"""
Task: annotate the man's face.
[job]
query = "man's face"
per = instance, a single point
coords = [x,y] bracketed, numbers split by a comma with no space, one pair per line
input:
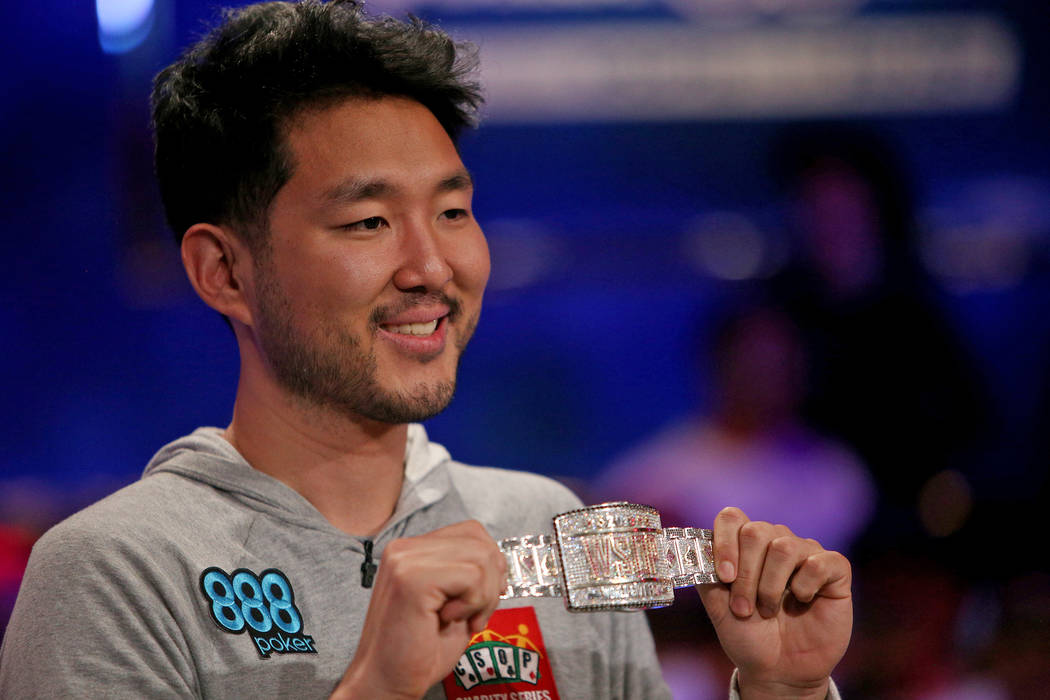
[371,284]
"""
"""
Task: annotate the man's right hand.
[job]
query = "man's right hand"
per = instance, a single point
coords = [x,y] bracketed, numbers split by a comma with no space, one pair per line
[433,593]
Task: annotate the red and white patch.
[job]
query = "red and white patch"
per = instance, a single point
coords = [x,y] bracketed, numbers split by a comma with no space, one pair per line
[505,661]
"""
"""
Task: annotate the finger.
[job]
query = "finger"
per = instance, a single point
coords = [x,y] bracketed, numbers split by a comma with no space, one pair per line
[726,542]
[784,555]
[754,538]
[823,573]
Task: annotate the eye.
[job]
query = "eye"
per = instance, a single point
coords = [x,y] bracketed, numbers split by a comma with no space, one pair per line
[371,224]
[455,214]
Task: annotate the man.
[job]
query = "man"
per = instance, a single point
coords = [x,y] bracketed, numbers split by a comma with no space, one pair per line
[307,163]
"""
In which lines of the records does the word "finger" appear? Copy each of them.

ANSWER SECTION:
Task: annotate the finger.
query = "finger"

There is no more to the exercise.